**Избранный фрагмент**
= = = =

Автор разоблачал глубокий аморализм самодержавия, бесчинства фаворитизма, авантюры дворцовых переворотов. Сказание о шести градоначальницах особенно богато историческими аналогиями и намеками. Здесь угадываются события и черты нравов царствований Екатерины I, Анны Иоанновны, Анны Леопольдовны, Елизаветы, Екатерины II. Салтыков-Щедрин заметил в письме в редакцию «Вестника Европы», что если бы он собирался писать историческую сатиру на XVIII век, то ограничился бы «Сказанием». Салтыков-Щедрин писал политическую сатиру. Он не полемизировал с миром отжившим. Гиперболические картины изображали современную жизнь, находящуюся под «игом безумия».
«И Дунька и Матренка бесчинствовали несказанно. Выходили на улицу и кулаками сшибали проходящим головы, ходили в одиночку на кабаки и разбивали их, ловили молодых парней и прятали их в подполья, ели младенцев, а у женщин вырезали груди и тоже ели. Распустивши волоса по ветру, в одном утреннем неглиже, они бегали по городским улицам, словно исступленные, плевались, кусались и произносили неподобные слова». Тут что ни фраза, то преувеличение, что ни слово, то невероятность. Но именно это скопление, это сгущение сатирико-фантастических штрихов и черт чрезвычайно сильно передавало общую мрачную картину, зловещий колорит жизни, отданной на поругание беспутным, грубым, циничным претендентшам на престол.

= = = =

**Задания к выполнению**
A - Соответствуют ли фрагменту о сатире Салтыкова-Щедрина эти утверждения? Ответьте «да» или «нет» и приведите точную цитату, которая это решает. (i) В «Сказании о шести градоначальницах» угадываются события царствования Екатерины II. (ii) Салтыков-Щедрин полемизировал с отжившим миром. (iii) Письмо, о котором идет речь, Салтыков-Щедрин направил в редакцию «Отечественных записок».
B - Продолжите фрагмент о сатире Салтыкова-Щедрина после его последнего предложения.
Записи здесь не понадобятся.

**Записи**
= = = =

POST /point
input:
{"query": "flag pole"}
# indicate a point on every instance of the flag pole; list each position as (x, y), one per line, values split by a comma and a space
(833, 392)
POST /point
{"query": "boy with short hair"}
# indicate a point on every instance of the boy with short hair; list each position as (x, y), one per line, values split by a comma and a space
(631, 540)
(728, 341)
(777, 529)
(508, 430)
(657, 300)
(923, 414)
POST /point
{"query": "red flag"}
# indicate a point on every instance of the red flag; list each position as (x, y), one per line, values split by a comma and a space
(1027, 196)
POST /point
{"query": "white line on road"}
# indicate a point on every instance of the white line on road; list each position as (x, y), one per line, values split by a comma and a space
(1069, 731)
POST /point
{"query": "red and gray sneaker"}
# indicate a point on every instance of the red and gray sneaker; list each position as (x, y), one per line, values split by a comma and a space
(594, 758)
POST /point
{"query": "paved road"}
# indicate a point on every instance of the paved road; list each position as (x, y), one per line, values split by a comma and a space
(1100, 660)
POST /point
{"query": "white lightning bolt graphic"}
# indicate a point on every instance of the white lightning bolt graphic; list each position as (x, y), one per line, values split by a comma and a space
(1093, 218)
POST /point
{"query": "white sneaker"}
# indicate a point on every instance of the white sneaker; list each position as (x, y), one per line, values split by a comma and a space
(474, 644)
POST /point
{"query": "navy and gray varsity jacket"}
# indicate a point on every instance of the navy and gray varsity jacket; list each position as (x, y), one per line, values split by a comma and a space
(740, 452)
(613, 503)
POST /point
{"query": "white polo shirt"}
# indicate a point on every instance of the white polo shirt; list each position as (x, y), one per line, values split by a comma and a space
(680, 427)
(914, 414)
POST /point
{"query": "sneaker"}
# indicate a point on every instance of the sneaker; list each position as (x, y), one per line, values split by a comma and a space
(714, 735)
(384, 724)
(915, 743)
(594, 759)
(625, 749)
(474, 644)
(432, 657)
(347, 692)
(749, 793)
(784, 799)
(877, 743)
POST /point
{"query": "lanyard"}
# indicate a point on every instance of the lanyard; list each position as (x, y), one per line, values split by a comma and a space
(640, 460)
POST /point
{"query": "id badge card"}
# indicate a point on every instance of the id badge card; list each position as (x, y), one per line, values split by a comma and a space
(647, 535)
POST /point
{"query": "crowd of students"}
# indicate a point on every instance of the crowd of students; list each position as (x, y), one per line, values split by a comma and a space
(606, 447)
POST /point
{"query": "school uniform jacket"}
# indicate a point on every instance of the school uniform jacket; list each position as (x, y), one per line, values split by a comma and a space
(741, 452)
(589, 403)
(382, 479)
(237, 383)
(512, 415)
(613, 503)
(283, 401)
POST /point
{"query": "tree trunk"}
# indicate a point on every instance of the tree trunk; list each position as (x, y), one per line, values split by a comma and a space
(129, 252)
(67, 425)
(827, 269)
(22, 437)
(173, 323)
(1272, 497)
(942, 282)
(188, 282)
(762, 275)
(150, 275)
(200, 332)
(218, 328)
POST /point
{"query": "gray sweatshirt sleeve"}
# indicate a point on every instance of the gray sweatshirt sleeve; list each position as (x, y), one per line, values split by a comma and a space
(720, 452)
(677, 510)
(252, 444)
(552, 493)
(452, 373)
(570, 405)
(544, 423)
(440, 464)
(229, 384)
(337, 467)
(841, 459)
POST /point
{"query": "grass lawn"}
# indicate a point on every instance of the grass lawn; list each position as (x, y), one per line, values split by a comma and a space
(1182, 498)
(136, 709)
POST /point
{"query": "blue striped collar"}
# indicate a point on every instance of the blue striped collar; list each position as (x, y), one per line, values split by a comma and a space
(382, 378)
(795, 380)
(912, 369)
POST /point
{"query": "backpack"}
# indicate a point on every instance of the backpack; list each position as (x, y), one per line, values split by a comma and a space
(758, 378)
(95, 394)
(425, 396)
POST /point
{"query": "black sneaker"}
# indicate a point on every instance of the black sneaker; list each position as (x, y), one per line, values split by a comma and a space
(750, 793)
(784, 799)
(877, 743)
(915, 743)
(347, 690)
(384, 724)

= = = =

**Ответы к заданиям**
A -
(i) Да: «Здесь угадываются события и черты нравов царствований Екатерины I, Анны Иоанновны, Анны Леопольдовны, Елизаветы, Екатерины II».
(ii) Нет: «Он не полемизировал с миром отжившим».
(iii) Нет: «Салтыков-Щедрин заметил в письме в редакцию „Вестника Европы“».

B -
Сатирик шел на самые смелые и острые гиперболы. Его фантазия разыгрывалась, и перед читателем проносились видения остервенелой междоусобицы. Напомним эпизод осады на большом клоповном заводе. Защищавшие Дуньку паразиты, раздраженные запахом человеческого мяса, не находя пищи за пределами укрепления, набросились на свою предводительницу. «В самую глухую полночь Глупов был потрясен неестественным воплем: то испускала дух толстопятая Дунька, изъеденная клопами».
Перед нами типичный гротеск. Это, конечно, условное образное построение. Но отнюдь не произвольное. Как и все в искусстве, фантастический элемент здесь подчинен закону идейной и эстетической целесообразности. Бескультурье, невежество, всяческая нечистоплотность, всяческий паразитизм правящих клик сатирически персонифицированы автором в образе клопа, в образе целого полчища разъяренных клопов. Художник сознательно возбуждал в читателе чувства отвращения, омерзения.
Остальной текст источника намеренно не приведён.